+++ DATASET CONTENT +++
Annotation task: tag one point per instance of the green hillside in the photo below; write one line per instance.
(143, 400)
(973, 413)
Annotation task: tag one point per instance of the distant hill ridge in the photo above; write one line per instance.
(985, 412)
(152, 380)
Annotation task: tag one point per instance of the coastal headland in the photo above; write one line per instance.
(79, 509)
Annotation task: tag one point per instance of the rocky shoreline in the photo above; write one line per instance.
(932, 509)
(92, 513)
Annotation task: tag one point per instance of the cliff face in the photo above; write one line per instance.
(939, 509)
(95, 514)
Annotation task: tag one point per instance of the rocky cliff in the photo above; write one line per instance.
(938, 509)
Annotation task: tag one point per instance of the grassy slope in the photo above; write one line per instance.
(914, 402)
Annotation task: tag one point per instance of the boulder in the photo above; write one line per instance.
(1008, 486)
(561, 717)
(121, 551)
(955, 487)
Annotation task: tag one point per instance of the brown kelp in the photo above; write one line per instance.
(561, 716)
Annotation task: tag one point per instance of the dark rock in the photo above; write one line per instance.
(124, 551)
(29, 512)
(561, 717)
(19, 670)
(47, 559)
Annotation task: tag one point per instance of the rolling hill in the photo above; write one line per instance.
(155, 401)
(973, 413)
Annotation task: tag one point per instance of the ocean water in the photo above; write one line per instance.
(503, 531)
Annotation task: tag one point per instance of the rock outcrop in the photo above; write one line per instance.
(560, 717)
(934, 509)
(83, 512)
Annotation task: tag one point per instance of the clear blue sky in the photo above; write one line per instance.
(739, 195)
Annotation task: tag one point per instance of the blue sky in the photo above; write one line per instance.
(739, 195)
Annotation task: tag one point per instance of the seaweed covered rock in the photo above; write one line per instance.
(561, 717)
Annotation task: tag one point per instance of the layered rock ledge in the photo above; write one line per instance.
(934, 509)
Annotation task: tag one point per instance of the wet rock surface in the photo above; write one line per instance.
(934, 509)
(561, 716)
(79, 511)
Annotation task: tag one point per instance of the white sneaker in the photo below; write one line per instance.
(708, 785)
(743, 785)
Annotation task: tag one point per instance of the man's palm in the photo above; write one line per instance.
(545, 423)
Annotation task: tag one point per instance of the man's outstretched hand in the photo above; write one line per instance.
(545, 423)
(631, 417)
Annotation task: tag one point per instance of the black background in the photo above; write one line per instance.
+++
→ REQUIRED WORK
Repeat the material above in full so that each line matches the original exactly.

→ SOLUTION TO THIS EXERCISE
Annotation task: tag one point per instance of the green hillside in the photo below; write one line per instance.
(143, 400)
(973, 413)
Annotation task: tag one point per instance of the distant hill ridge in the photo above; write one line per instance.
(985, 412)
(152, 380)
Annotation task: tag one point per instance of the coastal headland in the photo above; write one line per instance.
(79, 509)
Annotation task: tag one point per instance of the rocky shoreline in the photo above; write one line per instance.
(932, 509)
(92, 513)
Annotation task: tag one point per instance of the cliff face in the photo above; write one line per instance.
(939, 509)
(95, 514)
Annotation task: tag one point per instance of the rocky cliff in the photo above; write one line per instance.
(938, 509)
Annotation task: tag one point per instance of the grassy slope in the photo above; write one line per instance.
(914, 402)
Annotation task: tag one point per instance of the boulder in the photo above; write one line per instance.
(1008, 486)
(561, 717)
(121, 551)
(955, 487)
Annotation task: tag one point per instance of the brown kelp in the photo above; write one line per instance.
(561, 716)
Annotation task: tag one point per instance of the dark rock in the photo above; write one line per instance.
(124, 551)
(29, 512)
(561, 717)
(19, 670)
(47, 559)
Annotation task: tag one point per instance of the rolling hill in the photo above; write one line per instance.
(155, 401)
(973, 413)
Annotation task: tag one point per instance of the ocean water in the photo above; write one line per instance.
(503, 531)
Annotation task: tag one point per instance of the rock outcrop in the photo above; write one line per instance.
(560, 717)
(934, 509)
(83, 512)
Annotation task: tag one point per instance of the clear blue sky in the photo above; write one line per instance.
(739, 195)
Annotation task: tag one point per instance of the blue sky in the photo above; write one line per instance.
(739, 195)
Annotation task: tag one point per instance of the seaweed covered rock in the photo above; write one line per instance.
(561, 717)
Annotation task: tag one point per instance of the layered rock ledge in the photo above; write one line per instance.
(934, 509)
Annotation task: tag one point per instance of the wet rock surface in the photo above; write one line per instance.
(934, 509)
(561, 716)
(79, 511)
Annotation task: tag one point per instance of the white sneaker in the photo below; write one line per instance.
(708, 785)
(743, 785)
Annotation task: tag one point per instance of the man's palm in the photo above; write one line per instance.
(545, 423)
Annotation task: tag one point per instance of the man's outstretched hand in the photo above; write one line per instance.
(545, 423)
(631, 417)
Annotation task: tag one point per instance of the black background in the photo above; write one line per instance.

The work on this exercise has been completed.